Duplication Digest Of Cloning

Posted by Nimish Khandelwal on

Prerit Sachdev

Gene moderations have been a part of the scientific community from 1973, changing the course of human evolution altogether. Evolving not only from scratch but also evolving their environment in the process as well.

Being the closest to chimpanzee, the homo sapiens have always showed moderation in their genetical sequencing to adapt and grow. But this natural process of evolution is now taking a turn to be a full-fledged scientific phenomenon. Starting as a process to modify and create drugs to cure diseases, Genetic engineering has now seen it’s fair share of evolution too, with the latest piece of information showing humans can now modify genes to recreate insulin in human body as well.

How far can these advancements go?

Clone defined as an organism or cell, or group of organisms or cells, produced asexually from one ancestor or stock, to which they are genetically identical. As the definition states, clones not only look similar but at the same time have the exact replica of the genome sequencing of their parent.
● ● ● ●
| Task to complete |
Please return the full cloning article word for word. Draw only on the cloning article.

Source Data
● ● ● ●
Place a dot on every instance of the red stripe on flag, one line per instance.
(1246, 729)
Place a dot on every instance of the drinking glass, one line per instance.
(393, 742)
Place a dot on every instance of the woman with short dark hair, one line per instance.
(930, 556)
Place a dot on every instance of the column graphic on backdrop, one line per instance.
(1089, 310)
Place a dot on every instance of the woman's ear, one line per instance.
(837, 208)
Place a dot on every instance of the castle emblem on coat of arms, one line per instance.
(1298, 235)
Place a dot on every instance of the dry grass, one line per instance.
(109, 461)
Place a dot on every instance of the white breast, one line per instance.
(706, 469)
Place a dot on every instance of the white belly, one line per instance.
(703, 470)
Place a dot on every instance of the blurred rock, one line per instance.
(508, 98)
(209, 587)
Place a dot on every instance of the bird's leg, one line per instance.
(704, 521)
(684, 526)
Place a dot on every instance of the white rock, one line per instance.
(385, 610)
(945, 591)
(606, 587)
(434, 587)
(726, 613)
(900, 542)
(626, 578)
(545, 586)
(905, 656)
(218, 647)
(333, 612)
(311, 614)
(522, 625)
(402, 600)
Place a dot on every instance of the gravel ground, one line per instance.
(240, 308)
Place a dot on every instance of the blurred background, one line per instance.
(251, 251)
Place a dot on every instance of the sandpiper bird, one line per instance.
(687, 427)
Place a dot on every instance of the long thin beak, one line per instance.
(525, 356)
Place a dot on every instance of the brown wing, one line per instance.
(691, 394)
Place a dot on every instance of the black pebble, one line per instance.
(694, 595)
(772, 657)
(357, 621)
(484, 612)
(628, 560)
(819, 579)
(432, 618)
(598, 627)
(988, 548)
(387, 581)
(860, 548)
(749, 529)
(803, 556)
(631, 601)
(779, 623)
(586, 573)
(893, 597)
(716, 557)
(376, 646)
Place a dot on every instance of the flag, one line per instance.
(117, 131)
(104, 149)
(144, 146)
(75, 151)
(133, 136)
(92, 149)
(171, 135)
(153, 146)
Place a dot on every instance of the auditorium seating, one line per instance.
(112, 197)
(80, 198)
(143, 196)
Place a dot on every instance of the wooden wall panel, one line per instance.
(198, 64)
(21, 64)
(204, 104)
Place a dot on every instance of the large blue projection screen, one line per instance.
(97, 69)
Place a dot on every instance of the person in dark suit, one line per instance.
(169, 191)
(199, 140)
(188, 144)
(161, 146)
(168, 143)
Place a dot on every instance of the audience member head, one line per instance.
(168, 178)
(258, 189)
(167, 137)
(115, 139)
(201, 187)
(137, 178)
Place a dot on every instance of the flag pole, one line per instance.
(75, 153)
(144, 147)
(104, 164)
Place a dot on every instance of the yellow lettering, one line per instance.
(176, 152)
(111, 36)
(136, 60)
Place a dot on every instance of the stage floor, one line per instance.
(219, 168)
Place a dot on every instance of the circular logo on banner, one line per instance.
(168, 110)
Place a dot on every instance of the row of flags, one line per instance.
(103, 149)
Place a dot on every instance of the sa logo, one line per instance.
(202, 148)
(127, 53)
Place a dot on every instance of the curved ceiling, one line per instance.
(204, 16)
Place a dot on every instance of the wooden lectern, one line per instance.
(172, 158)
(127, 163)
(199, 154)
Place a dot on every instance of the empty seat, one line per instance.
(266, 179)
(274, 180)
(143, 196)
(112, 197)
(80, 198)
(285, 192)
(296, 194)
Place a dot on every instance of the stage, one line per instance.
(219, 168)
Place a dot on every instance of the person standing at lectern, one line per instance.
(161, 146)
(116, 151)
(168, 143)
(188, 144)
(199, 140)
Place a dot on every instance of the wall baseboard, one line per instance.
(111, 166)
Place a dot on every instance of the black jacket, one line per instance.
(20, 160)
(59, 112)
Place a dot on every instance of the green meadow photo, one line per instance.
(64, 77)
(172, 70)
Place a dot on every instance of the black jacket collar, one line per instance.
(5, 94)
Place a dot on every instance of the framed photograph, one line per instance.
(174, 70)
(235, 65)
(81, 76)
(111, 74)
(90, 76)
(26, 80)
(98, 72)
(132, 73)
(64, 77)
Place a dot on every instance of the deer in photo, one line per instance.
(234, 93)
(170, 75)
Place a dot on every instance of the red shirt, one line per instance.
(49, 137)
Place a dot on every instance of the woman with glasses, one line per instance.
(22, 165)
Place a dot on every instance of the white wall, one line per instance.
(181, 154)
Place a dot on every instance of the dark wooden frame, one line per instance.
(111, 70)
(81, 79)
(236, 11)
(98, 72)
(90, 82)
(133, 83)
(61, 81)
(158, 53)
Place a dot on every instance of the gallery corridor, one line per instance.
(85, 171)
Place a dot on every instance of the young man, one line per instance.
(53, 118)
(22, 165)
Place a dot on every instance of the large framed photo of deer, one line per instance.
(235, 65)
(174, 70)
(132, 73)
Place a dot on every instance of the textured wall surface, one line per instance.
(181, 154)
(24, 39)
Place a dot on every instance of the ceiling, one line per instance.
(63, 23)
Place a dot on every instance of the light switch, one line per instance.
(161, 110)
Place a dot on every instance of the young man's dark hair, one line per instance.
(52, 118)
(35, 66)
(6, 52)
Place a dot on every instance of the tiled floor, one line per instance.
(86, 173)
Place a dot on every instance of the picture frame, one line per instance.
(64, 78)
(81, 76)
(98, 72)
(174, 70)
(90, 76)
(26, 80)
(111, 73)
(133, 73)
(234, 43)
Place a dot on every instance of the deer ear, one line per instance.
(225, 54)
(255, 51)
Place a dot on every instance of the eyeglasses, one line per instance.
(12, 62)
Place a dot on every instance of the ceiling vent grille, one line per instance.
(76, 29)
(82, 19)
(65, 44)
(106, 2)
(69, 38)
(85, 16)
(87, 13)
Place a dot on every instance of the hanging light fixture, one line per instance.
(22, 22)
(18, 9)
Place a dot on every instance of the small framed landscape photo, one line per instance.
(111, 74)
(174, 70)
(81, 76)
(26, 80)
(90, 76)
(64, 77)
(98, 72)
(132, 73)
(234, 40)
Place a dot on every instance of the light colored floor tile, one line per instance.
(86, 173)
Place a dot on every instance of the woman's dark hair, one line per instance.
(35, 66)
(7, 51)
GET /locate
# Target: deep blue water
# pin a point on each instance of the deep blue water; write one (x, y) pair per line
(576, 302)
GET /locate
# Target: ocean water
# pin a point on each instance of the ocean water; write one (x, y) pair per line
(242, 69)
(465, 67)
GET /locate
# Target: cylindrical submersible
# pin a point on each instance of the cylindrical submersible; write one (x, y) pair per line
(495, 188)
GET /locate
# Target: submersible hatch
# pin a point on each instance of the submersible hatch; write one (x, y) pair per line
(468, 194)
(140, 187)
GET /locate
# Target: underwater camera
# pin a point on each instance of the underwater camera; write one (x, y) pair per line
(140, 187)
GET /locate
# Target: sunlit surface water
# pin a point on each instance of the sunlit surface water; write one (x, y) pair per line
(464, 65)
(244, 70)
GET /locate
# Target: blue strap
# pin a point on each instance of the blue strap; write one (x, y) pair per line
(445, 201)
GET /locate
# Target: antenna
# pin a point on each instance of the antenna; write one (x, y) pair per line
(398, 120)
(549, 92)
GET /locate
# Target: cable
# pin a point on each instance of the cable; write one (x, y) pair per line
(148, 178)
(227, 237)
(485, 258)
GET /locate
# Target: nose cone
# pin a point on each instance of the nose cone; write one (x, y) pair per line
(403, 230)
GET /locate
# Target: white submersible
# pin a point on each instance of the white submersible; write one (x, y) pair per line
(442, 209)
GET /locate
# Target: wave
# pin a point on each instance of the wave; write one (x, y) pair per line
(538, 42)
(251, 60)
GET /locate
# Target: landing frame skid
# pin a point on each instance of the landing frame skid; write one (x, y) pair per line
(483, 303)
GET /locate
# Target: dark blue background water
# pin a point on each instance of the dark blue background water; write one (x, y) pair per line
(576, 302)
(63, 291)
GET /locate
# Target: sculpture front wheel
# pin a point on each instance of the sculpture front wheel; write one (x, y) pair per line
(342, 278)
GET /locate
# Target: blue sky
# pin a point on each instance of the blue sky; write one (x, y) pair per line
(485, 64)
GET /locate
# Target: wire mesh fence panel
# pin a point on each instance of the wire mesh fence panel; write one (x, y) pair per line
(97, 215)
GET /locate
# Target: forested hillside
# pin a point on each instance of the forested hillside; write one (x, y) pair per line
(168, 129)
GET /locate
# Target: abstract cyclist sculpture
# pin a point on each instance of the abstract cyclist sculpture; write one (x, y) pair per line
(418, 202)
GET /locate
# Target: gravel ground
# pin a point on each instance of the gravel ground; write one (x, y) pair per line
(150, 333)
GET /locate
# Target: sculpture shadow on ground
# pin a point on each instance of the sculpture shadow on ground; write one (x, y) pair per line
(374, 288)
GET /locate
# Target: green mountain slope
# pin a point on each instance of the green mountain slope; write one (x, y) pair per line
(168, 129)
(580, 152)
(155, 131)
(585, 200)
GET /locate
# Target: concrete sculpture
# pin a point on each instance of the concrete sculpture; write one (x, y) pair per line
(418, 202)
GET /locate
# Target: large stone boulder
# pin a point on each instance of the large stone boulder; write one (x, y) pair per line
● ● ● ●
| Problem solution |
Duplication Digest Of Cloning

Posted by Nimish Khandelwal on

Prerit Sachdev

Gene moderations have been a part of the scientific community from 1973, changing the course of human evolution altogether. Evolving not only from scratch but also evolving their environment in the process as well.

Being the closest to chimpanzee, the homo sapiens have always showed moderation in their genetical sequencing to adapt and grow. But this natural process of evolution is now taking a turn to be a full-fledged scientific phenomenon. Starting as a process to modify and create drugs to cure diseases, Genetic engineering has now seen it’s fair share of evolution too, with the latest piece of information showing humans can now modify genes to recreate insulin in human body as well.

How far can these advancements go?

Clone defined as an organism or cell, or group of organisms or cells, produced asexually from one ancestor or stock, to which they are genetically identical. As the definition states, clones not only look similar but at the same time have the exact replica of the genome sequencing of their parent.